2012–13 Football League Trophy

Tournament details
- Country: England Wales
- Teams: 48

Final positions
- Champions: Crewe Alexandra
- Runners-up: Southend United

Tournament statistics
- Matches played: 49
- Goals scored: 139 (2.84 per match)
- Top goal scorer(s): Dave Mooney (4 goals)

= 2012–13 Football League Trophy =

The 2012–13 Football League Trophy, known as the Johnstone's Paint Trophy for sponsorship reasons, is the 32nd season in the history of the competition. It is a knock-out tournament for English football clubs in League One and League Two, the third and fourth tiers of English football.

In all, 48 clubs will enter the competition. It is split into two sections, Northern and Southern, with the winners of each section contesting the final at Wembley Stadium. Chesterfield are the defending champions, having beaten Swindon Town in the previous year's final, 2–0.

==First round==
The draw for the first round of the competition took place on 18 August 2012. Sixteen clubs were given a bye into the second round, and the remaining 32 clubs, including the holders, were divided into four geographical regions.

══════

## The task
Copy the 2012–13 Football League Trophy text above in full, word for word.

## Excerpted records
══════

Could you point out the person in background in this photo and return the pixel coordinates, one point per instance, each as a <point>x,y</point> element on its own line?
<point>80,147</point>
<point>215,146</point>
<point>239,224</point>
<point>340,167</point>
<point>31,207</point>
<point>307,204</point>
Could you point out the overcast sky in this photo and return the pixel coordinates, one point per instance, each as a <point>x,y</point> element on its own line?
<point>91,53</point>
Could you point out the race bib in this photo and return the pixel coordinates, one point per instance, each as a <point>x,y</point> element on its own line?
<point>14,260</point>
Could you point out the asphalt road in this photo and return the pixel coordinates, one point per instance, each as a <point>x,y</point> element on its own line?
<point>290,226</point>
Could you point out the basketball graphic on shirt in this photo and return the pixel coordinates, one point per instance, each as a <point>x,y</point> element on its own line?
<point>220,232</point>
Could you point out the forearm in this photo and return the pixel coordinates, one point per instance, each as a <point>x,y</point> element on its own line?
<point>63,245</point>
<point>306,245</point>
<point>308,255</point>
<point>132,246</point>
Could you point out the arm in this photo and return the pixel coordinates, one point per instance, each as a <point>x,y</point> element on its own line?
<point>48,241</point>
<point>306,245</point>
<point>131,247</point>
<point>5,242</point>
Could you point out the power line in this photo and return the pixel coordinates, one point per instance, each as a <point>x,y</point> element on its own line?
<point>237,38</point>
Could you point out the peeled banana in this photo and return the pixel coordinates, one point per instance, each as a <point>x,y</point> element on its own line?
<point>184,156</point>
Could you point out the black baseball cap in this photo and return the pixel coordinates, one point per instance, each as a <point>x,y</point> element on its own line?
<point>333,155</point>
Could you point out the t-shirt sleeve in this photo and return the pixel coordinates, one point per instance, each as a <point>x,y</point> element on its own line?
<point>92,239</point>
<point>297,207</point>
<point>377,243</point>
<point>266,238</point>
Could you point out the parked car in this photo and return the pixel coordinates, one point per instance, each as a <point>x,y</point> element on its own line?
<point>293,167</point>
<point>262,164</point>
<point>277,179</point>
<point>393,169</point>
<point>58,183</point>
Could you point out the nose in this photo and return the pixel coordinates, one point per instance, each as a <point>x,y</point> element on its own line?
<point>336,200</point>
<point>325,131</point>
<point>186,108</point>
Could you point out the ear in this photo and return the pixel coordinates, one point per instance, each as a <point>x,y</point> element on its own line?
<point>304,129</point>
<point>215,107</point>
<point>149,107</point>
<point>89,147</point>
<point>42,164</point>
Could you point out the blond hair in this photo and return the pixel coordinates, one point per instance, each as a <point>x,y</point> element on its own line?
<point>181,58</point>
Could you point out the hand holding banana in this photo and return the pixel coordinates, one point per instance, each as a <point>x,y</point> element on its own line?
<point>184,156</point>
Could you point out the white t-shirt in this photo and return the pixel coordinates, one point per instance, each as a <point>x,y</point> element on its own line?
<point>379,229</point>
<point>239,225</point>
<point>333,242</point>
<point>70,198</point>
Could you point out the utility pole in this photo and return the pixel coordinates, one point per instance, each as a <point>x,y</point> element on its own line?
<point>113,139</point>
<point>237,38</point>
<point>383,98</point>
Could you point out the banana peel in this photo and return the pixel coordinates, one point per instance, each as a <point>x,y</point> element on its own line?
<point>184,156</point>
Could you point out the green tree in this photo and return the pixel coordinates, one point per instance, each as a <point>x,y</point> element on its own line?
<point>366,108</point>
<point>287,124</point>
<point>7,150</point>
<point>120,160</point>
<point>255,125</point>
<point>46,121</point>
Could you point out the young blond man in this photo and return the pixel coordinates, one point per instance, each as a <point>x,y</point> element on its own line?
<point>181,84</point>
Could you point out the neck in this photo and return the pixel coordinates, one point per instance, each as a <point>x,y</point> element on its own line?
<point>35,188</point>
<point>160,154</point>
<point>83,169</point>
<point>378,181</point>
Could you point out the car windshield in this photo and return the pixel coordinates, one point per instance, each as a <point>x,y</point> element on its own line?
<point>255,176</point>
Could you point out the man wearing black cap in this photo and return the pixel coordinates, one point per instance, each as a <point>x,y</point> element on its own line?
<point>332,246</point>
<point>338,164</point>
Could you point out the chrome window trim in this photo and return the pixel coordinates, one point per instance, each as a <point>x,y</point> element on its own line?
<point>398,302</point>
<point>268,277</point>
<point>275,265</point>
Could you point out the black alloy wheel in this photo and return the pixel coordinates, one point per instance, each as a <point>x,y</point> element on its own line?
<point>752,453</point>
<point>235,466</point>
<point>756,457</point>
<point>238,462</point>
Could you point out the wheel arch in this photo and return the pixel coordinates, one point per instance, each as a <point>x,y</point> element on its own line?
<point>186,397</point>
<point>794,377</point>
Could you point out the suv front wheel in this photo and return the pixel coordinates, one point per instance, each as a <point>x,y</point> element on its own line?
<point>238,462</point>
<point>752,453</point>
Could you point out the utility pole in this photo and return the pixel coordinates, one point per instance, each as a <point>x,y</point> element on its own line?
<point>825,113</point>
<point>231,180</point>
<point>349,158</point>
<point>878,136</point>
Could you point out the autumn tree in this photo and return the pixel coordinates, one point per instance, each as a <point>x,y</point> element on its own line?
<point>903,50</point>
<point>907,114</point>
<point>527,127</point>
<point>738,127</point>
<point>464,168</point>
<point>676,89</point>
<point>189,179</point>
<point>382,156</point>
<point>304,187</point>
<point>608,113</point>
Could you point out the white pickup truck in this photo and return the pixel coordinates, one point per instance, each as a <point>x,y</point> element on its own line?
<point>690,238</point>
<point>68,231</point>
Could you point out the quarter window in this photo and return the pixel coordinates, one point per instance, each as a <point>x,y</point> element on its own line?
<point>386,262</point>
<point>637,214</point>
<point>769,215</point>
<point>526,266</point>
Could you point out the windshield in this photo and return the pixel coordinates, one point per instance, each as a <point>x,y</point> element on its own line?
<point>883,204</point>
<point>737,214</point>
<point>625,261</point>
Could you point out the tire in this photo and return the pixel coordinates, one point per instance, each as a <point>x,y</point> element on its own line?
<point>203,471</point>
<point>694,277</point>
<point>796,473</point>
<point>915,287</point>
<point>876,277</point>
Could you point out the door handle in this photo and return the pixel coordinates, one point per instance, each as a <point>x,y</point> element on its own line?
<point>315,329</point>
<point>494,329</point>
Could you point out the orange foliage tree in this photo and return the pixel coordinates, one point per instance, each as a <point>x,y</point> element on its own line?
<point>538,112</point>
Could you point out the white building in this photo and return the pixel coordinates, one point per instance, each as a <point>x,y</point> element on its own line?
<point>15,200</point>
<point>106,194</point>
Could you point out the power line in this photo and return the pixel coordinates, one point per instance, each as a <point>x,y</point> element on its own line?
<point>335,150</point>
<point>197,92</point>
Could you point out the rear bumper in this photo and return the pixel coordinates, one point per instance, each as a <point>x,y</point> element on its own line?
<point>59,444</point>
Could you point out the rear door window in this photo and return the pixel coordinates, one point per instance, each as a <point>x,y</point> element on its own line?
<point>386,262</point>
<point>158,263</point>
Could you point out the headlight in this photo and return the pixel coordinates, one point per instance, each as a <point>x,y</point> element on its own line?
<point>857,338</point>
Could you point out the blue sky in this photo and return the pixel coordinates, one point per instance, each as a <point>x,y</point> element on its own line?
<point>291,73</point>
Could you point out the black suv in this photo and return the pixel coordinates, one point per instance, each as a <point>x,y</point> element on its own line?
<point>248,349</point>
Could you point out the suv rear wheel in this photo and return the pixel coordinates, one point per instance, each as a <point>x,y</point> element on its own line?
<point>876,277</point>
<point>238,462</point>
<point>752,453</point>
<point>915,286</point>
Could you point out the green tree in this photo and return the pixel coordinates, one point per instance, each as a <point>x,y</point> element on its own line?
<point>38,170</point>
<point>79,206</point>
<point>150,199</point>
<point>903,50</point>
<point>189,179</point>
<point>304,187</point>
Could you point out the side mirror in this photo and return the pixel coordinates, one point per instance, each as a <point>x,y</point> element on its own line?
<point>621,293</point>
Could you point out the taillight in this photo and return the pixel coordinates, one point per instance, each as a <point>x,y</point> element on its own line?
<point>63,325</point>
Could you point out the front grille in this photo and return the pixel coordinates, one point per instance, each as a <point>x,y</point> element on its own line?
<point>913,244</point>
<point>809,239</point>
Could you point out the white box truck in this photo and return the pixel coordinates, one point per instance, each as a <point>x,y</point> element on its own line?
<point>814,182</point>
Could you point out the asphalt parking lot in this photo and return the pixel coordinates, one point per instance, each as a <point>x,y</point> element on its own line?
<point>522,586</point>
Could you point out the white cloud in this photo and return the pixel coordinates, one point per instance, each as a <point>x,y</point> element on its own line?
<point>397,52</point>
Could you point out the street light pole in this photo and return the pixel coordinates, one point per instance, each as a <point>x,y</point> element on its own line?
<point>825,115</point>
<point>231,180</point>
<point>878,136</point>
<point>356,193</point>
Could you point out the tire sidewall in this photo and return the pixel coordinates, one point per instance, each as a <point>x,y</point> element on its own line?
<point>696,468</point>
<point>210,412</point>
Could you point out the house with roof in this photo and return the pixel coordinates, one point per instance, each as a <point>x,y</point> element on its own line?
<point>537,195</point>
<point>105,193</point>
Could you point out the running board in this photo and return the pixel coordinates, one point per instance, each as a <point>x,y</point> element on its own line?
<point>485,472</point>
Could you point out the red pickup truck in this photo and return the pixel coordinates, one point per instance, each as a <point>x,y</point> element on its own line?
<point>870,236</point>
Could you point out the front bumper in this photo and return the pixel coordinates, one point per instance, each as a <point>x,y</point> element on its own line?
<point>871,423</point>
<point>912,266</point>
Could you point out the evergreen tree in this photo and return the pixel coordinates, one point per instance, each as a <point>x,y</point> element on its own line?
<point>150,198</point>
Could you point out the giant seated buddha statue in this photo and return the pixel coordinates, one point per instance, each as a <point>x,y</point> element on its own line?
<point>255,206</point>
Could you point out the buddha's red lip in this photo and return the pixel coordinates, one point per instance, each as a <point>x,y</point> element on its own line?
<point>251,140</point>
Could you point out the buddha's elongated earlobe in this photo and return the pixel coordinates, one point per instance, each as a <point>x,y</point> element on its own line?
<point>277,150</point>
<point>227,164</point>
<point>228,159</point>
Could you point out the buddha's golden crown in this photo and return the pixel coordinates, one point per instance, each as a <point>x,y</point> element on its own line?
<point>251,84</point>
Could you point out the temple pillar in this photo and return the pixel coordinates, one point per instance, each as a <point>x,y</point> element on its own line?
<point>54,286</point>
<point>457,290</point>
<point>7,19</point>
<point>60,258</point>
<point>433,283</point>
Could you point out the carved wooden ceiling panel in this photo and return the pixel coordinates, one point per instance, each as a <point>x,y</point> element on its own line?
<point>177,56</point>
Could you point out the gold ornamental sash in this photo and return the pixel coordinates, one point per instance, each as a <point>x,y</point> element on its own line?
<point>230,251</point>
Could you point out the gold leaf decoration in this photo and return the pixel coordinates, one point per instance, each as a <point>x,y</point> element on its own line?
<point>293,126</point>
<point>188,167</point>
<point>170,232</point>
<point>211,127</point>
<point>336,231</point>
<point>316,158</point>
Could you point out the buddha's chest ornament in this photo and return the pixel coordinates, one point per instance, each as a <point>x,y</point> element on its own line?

══════

## Correct answer
2012–13 Football League Trophy

Tournament details
- Country: England Wales
- Teams: 48

Final positions
- Champions: Crewe Alexandra
- Runners-up: Southend United

Tournament statistics
- Matches played: 49
- Goals scored: 139 (2.84 per match)
- Top goal scorer(s): Dave Mooney (4 goals)

= 2012–13 Football League Trophy =

The 2012–13 Football League Trophy, known as the Johnstone's Paint Trophy for sponsorship reasons, is the 32nd season in the history of the competition. It is a knock-out tournament for English football clubs in League One and League Two, the third and fourth tiers of English football.

In all, 48 clubs will enter the competition. It is split into two sections, Northern and Southern, with the winners of each section contesting the final at Wembley Stadium. Chesterfield are the defending champions, having beaten Swindon Town in the previous year's final, 2–0.

==First round==
The draw for the first round of the competition took place on 18 August 2012. Sixteen clubs were given a bye into the second round, and the remaining 32 clubs, including the holders, were divided into four geographical regions.